-- Start Data provided --

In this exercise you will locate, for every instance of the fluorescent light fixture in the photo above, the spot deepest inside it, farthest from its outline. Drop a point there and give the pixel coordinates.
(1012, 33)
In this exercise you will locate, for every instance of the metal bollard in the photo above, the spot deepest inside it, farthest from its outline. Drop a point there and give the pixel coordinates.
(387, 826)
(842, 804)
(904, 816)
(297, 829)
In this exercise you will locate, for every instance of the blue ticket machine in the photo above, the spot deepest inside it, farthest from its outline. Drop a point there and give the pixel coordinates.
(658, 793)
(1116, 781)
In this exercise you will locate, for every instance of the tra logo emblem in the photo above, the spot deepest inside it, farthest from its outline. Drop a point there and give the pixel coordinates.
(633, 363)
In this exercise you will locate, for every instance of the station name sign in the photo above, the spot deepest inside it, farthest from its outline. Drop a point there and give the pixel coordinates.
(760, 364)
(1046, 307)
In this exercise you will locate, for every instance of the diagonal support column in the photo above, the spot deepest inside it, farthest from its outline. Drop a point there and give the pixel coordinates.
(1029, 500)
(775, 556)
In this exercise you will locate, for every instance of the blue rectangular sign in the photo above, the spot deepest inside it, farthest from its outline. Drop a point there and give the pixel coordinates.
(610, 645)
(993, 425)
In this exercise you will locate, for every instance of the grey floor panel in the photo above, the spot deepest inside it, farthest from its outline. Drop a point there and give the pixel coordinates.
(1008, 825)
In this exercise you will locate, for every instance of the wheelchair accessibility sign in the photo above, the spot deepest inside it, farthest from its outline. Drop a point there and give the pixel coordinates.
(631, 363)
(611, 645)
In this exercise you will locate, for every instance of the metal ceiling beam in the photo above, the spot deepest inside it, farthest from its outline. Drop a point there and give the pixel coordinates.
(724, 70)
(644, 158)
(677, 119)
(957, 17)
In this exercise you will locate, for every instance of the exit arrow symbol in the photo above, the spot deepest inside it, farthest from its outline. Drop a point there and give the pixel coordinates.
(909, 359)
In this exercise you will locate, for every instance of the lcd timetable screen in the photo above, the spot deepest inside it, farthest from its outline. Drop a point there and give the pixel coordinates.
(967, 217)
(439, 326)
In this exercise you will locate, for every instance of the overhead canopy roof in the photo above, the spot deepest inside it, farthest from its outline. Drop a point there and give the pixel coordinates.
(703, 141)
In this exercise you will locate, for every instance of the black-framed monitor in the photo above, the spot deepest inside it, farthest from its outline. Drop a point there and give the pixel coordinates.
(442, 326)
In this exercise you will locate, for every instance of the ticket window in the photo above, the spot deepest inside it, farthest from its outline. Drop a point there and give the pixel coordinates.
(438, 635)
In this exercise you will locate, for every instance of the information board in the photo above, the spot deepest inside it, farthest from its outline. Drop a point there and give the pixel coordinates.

-- End Data provided --

Request -> Lay out the records above as a two-column CSV with the columns instruction and response, one row per record holding its text and its answer, each in a single quoted field with line breaks replaced by spaces. Begin at the line that has "the blue ticket" and stop after the line that has "(1116, 781)".

Complete output ->
instruction,response
"In this exercise you will locate, for every instance of the blue ticket machine in the photo above, the spot deepest inside it, farthest from its outline. Drop a point there and give the pixel coordinates.","(658, 793) (1116, 781)"